§ WRITTEN INSTRUCTION:
Transcribe the material in full, exactly as written.

Collected data entries
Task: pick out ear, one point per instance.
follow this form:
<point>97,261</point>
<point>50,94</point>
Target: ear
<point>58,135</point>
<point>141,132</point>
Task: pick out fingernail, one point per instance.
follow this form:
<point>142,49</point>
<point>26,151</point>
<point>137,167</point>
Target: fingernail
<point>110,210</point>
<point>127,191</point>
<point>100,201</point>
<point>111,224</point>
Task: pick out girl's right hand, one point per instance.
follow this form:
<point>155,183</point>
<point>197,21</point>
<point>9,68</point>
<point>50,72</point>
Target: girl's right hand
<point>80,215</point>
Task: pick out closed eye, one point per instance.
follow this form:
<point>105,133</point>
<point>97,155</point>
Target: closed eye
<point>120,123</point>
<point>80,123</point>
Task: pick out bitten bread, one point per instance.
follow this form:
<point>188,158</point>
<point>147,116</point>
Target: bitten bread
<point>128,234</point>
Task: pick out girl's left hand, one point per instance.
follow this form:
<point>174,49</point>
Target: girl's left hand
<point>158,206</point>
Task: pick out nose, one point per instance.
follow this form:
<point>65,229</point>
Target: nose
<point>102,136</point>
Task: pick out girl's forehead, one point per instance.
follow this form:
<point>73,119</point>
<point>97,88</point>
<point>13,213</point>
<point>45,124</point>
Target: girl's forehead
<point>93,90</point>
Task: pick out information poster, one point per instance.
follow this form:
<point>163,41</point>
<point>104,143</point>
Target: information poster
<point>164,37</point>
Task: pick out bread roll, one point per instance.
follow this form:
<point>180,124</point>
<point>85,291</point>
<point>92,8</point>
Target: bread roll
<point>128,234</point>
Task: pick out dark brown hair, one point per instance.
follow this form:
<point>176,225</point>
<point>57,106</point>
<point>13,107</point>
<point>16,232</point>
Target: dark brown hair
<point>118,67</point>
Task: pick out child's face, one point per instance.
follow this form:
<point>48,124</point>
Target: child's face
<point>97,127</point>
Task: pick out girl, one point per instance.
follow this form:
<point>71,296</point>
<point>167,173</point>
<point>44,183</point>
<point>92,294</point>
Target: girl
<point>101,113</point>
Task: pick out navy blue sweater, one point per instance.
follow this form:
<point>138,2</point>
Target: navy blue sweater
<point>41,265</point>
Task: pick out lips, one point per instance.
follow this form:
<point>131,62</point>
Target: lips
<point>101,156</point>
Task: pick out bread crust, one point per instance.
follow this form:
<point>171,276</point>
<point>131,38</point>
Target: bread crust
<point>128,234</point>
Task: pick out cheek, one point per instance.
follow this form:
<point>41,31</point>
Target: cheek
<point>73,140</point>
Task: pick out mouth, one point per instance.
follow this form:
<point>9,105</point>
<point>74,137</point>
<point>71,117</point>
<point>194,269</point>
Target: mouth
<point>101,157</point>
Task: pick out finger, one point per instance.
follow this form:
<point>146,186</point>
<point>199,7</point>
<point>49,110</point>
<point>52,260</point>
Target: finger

§ TASK SOLUTION:
Task: pick out ear, one point per instance.
follow this form:
<point>97,261</point>
<point>50,94</point>
Target: ear
<point>58,135</point>
<point>141,132</point>
Task: pick out fingernail, one point per instance.
follow this form:
<point>142,49</point>
<point>26,151</point>
<point>137,167</point>
Target: fingernail
<point>110,210</point>
<point>127,191</point>
<point>100,201</point>
<point>111,224</point>
Task: pick out girl's right hand, one point per instance.
follow this form:
<point>155,183</point>
<point>197,21</point>
<point>9,68</point>
<point>50,72</point>
Target: girl's right hand
<point>80,215</point>
Task: pick out closed eye, one point per instance.
follow this form:
<point>105,133</point>
<point>97,155</point>
Target: closed eye
<point>120,123</point>
<point>80,123</point>
Task: pick out bitten bread, one point per instance.
follow this form:
<point>188,158</point>
<point>147,116</point>
Target: bitten bread
<point>128,234</point>
Task: pick out girl's left hand, one point per instance.
follow this form:
<point>174,49</point>
Target: girl's left hand
<point>158,206</point>
Task: pick out nose, one point per instance.
follow this form:
<point>65,229</point>
Target: nose
<point>102,136</point>
Task: pick out girl's forehead, one point per instance.
follow this form:
<point>73,119</point>
<point>97,88</point>
<point>13,213</point>
<point>45,124</point>
Target: girl's forehead
<point>93,90</point>
Task: pick out information poster, one point per instance.
follow this form:
<point>163,41</point>
<point>104,143</point>
Target: information poster
<point>164,37</point>
Task: pick out bread roll, one point per instance.
follow this form:
<point>180,124</point>
<point>85,291</point>
<point>92,8</point>
Target: bread roll
<point>128,234</point>
Task: pick out dark brown hair, one point per instance.
follow this form:
<point>176,225</point>
<point>57,106</point>
<point>13,107</point>
<point>16,232</point>
Target: dark brown hair
<point>118,67</point>
Task: pick out child's face, one point per instance.
follow this form:
<point>48,124</point>
Target: child's face
<point>97,127</point>
Task: pick out girl, one point per instance.
follow this form:
<point>71,296</point>
<point>167,173</point>
<point>44,183</point>
<point>92,294</point>
Target: girl
<point>101,113</point>
Task: pick out navy blue sweater, one point per instance.
follow this form:
<point>138,2</point>
Target: navy blue sweater
<point>41,265</point>
Task: pick out lips, one point per instance.
follow this form:
<point>131,62</point>
Target: lips
<point>101,156</point>
Task: pick out bread crust, one point per instance.
follow this form:
<point>171,276</point>
<point>131,38</point>
Target: bread crust
<point>128,234</point>
Task: pick out cheek, one point per instance.
follow this form:
<point>41,31</point>
Target: cheek
<point>73,140</point>
Task: pick out mouth, one point per instance.
follow this form:
<point>9,105</point>
<point>74,137</point>
<point>71,117</point>
<point>194,269</point>
Target: mouth
<point>101,157</point>
Task: pick out finger, one point per instance.
follow this form:
<point>146,186</point>
<point>199,7</point>
<point>49,110</point>
<point>52,260</point>
Target: finger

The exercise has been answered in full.